→ DATA LISTING
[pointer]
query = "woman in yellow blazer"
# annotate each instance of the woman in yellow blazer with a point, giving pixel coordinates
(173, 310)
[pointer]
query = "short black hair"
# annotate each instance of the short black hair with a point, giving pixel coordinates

→ PROBLEM
Please repeat the records so that each one reads exactly as it does above.

→ ANSWER FOR THIS EXERCISE
[pointer]
query = "woman in yellow blazer"
# annotate each instance of the woman in yellow blazer with a point, giving pixel coordinates
(173, 310)
[pointer]
query = "short black hair"
# annotate each instance of the short black hair with a point, giving pixel coordinates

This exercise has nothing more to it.